** Start Rows **
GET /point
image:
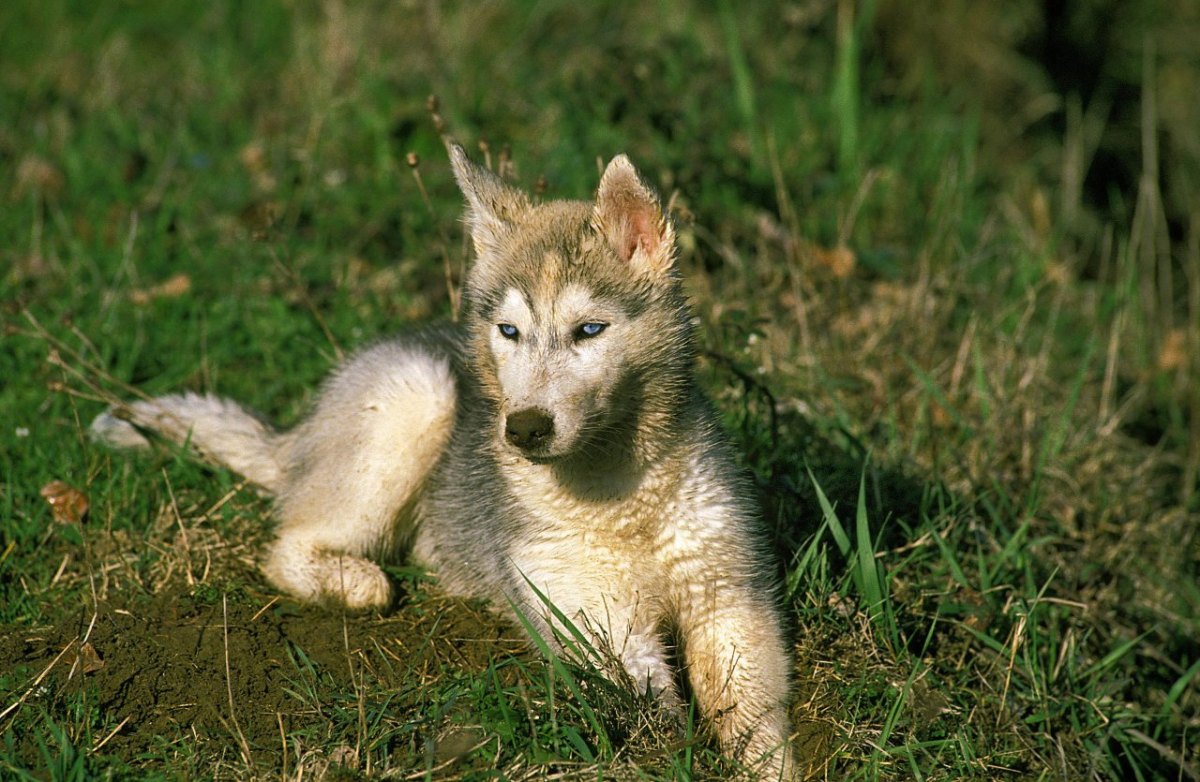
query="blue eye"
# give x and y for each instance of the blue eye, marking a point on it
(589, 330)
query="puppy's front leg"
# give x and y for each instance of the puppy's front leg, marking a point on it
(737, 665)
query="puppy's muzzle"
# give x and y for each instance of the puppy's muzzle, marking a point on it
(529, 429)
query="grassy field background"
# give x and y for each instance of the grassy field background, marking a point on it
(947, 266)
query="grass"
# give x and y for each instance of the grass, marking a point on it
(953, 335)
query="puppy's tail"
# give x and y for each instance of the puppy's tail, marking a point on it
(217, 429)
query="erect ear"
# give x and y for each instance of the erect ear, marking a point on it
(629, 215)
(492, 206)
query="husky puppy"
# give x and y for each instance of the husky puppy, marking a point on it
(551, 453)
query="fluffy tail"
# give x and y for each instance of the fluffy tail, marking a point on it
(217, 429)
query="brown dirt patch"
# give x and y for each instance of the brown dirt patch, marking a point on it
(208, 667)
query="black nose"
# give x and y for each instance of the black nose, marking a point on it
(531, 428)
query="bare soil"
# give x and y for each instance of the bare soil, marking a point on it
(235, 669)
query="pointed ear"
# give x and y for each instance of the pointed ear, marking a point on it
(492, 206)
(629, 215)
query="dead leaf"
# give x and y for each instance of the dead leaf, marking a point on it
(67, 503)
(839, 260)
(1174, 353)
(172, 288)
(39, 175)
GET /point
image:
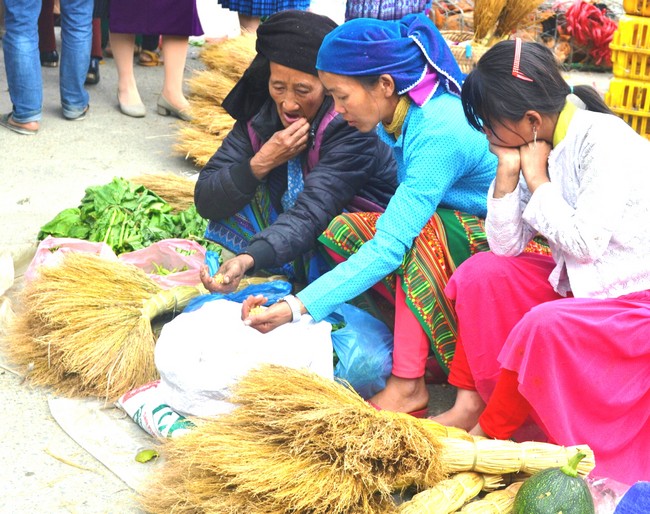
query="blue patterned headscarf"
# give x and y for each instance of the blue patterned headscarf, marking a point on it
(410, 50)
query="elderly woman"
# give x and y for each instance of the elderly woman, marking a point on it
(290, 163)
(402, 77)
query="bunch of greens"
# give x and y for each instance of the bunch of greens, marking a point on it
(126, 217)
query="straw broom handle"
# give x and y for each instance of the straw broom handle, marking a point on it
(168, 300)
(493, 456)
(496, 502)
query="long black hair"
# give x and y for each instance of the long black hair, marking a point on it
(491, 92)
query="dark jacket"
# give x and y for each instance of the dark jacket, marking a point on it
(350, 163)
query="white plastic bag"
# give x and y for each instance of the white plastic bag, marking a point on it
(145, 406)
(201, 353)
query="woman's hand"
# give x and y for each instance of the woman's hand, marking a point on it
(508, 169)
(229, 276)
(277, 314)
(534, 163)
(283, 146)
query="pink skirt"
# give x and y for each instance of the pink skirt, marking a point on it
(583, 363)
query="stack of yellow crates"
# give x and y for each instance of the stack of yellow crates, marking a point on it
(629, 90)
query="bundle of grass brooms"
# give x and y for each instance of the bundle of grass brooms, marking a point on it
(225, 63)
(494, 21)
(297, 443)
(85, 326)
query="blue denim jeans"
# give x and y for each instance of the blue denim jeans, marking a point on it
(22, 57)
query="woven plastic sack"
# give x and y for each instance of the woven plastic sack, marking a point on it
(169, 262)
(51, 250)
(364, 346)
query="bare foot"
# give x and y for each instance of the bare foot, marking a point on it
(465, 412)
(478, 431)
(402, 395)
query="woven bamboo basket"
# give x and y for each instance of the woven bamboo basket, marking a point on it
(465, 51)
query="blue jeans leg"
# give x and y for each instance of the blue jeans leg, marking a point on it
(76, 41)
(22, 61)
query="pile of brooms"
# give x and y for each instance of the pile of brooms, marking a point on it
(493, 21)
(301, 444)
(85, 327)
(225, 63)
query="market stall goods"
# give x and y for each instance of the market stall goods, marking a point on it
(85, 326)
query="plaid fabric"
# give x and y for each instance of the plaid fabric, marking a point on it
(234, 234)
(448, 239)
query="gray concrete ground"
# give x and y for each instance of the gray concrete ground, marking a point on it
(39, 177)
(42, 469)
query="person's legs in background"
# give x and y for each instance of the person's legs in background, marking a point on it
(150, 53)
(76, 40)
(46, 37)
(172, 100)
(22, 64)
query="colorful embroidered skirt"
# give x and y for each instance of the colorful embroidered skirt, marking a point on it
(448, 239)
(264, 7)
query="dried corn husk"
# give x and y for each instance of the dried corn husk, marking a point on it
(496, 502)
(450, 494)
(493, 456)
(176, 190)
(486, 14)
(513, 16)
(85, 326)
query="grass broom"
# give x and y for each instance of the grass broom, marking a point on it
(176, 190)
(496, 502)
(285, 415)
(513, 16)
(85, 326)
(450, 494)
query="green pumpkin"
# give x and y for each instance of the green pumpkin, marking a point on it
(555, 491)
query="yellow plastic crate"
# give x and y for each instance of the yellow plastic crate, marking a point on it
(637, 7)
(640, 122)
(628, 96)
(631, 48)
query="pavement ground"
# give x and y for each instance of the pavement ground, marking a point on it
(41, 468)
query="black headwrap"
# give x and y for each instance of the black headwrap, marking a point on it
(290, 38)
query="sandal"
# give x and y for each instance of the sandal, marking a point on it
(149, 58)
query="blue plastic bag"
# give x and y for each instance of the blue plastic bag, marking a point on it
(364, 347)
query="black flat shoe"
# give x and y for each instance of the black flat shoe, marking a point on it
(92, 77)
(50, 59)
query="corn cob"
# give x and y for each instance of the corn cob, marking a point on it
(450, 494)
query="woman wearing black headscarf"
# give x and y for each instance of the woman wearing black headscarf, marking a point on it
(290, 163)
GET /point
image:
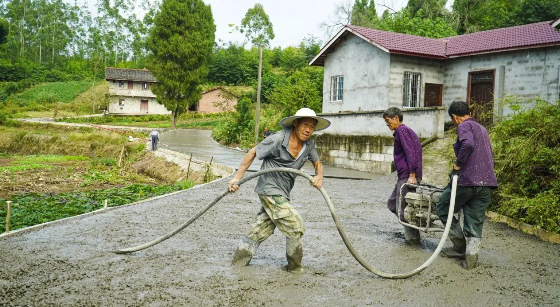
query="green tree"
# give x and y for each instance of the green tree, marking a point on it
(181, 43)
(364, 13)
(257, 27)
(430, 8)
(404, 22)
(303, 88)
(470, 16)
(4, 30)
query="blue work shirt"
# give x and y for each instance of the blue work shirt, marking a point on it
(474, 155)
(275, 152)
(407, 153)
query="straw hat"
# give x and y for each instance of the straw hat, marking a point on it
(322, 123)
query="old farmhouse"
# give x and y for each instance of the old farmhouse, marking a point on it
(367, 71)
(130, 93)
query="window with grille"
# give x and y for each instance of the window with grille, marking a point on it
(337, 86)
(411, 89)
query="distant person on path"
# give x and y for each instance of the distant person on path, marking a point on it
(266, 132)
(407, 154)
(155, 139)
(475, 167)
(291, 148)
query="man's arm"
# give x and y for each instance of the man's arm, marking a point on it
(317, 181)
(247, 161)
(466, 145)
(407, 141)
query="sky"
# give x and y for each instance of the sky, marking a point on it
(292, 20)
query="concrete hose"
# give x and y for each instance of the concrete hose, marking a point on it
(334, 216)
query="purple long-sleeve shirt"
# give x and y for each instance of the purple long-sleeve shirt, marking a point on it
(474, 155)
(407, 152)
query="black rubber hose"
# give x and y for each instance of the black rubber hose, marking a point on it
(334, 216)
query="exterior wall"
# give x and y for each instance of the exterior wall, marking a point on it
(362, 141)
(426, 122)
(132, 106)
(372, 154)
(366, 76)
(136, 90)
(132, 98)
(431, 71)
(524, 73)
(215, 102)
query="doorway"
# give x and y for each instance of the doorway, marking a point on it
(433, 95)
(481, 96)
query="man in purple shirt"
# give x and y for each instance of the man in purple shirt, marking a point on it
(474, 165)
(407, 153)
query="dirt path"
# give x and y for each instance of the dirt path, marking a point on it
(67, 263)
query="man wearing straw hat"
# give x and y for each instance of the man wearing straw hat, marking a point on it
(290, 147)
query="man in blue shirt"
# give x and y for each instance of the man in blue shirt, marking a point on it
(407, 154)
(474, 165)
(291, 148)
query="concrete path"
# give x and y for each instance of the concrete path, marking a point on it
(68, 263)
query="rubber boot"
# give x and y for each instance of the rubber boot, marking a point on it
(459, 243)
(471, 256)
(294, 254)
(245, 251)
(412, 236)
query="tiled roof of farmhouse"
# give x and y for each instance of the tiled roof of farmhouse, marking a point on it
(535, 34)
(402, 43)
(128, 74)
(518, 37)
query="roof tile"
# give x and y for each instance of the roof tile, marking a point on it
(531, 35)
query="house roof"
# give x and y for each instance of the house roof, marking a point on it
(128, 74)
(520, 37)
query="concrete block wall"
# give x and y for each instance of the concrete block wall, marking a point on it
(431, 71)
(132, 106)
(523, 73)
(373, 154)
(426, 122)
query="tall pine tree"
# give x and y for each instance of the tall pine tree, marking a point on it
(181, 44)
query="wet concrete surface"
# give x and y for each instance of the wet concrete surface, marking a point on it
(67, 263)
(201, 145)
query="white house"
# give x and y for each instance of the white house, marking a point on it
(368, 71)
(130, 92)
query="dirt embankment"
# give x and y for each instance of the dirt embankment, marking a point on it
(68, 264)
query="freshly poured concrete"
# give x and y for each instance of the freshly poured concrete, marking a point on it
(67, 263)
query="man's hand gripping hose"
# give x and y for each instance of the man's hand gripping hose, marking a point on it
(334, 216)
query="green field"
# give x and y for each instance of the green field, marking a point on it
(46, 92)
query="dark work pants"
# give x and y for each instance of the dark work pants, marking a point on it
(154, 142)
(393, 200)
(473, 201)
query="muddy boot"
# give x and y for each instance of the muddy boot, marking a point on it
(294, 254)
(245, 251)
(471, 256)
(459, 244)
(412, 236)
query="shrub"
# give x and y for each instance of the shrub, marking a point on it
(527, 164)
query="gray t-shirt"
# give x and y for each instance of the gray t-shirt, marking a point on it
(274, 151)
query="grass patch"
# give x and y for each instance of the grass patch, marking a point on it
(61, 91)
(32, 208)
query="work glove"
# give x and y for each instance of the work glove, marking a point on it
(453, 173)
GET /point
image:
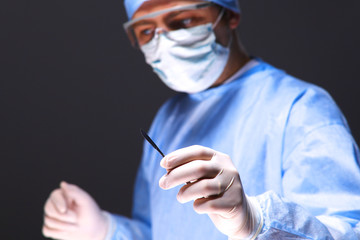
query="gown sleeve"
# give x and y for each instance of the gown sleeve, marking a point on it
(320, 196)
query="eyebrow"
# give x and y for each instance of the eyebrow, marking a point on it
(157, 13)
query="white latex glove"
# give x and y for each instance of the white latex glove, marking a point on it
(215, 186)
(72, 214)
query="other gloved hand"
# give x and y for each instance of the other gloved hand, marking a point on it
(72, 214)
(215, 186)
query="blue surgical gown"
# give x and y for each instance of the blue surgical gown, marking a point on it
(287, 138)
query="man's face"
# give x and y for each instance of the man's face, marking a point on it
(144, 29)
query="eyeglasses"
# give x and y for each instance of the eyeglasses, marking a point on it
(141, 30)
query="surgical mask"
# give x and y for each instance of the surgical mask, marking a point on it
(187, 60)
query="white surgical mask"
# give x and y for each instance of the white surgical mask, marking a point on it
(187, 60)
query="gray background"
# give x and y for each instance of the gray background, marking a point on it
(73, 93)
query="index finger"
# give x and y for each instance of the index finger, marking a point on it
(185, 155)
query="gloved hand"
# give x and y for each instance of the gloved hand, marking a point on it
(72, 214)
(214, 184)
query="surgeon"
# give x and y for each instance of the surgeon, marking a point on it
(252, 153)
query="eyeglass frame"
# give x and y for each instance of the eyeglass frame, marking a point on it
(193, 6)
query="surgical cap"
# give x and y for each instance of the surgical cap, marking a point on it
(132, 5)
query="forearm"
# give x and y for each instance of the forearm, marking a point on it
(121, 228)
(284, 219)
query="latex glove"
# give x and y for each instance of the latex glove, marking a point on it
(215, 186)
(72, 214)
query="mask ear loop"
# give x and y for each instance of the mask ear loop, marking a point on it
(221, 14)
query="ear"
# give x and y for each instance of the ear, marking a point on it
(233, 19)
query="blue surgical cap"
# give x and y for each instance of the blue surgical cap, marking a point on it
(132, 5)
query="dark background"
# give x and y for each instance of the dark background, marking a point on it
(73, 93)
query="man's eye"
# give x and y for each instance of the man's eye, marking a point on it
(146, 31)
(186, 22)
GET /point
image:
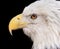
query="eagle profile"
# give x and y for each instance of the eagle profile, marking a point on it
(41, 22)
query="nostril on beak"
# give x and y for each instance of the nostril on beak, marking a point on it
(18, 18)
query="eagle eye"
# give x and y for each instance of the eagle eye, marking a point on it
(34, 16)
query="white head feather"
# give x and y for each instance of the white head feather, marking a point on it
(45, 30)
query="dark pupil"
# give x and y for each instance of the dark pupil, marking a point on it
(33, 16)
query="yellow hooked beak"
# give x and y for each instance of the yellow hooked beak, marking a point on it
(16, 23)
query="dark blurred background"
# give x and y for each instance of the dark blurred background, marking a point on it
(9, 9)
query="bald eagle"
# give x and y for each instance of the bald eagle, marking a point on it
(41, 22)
** End Rows **
Stated task =>
Extract every line from the data above that contains the word "greens".

Completed task =>
query="bunch of greens"
# give x and y for each instance of the bunch of greens, marking a point on it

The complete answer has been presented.